_Exercise description:_ The required output is a copy of each line in the material below that includes "chimpanzee".
Given records Block Start
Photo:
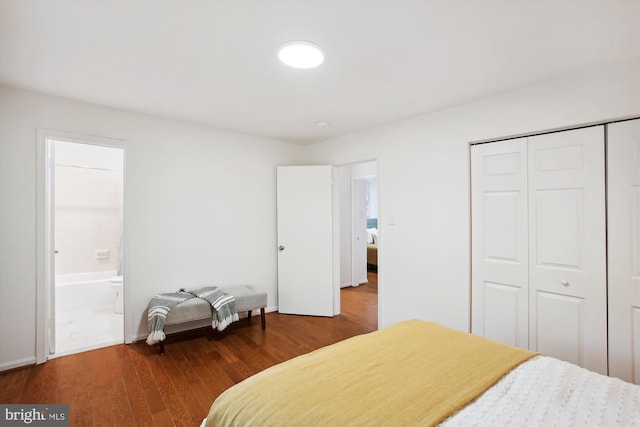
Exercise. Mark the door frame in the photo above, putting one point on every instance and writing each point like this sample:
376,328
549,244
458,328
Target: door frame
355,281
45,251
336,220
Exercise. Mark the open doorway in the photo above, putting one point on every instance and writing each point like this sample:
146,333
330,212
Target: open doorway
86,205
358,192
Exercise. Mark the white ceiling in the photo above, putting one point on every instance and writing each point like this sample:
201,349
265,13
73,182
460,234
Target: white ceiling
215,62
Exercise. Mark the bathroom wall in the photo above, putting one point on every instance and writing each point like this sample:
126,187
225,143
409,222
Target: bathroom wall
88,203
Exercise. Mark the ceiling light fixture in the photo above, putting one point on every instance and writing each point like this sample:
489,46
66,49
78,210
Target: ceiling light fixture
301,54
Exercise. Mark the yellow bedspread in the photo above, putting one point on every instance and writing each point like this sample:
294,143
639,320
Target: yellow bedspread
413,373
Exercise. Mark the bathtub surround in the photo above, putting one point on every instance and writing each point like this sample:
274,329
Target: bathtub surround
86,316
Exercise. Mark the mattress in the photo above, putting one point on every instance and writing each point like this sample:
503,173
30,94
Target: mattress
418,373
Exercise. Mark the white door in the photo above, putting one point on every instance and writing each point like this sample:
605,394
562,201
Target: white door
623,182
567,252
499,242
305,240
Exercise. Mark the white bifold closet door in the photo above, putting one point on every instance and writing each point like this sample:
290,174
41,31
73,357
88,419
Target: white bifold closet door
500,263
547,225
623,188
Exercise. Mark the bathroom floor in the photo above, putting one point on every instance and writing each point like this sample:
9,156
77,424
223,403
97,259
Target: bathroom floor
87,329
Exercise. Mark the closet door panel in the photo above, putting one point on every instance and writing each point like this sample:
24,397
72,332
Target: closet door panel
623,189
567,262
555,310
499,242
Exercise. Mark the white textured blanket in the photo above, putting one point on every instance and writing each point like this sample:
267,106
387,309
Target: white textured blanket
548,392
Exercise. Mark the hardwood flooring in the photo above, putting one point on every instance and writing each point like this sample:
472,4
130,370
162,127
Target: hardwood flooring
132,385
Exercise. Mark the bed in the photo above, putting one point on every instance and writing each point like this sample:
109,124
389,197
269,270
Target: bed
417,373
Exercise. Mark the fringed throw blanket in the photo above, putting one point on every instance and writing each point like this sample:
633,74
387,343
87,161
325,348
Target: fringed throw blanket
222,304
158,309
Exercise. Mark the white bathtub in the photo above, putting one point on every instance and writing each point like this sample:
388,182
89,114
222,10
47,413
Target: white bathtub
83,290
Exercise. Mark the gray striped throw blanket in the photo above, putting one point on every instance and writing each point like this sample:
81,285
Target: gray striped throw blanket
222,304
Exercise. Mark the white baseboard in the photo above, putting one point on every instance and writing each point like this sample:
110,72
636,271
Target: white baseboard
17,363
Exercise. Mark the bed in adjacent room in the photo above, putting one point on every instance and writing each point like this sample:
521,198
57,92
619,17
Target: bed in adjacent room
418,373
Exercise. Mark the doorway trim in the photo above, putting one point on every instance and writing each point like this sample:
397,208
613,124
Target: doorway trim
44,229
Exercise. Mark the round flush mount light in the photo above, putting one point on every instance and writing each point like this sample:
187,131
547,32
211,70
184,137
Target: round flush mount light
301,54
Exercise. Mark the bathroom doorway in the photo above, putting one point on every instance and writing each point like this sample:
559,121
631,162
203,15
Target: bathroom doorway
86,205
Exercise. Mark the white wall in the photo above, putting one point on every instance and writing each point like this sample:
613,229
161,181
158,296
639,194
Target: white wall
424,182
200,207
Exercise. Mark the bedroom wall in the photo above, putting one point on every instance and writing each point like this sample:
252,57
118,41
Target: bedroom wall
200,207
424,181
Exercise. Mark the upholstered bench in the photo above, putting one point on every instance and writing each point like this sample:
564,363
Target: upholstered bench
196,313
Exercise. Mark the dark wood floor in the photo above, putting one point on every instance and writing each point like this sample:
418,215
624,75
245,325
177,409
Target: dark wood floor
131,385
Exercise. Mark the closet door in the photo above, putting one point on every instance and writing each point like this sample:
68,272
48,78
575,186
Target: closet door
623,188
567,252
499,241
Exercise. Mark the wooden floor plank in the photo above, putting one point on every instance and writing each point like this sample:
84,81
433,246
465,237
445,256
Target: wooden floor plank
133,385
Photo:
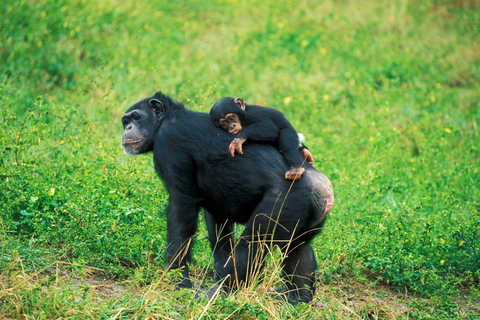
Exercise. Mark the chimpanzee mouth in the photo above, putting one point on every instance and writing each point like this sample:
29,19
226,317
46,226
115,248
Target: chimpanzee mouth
Given records Block End
_Reply:_
Exercise. Mark the chimpanzee mouth in the photo above, putting one point on every instance and writing each point like this sample:
Target: chimpanzee mouth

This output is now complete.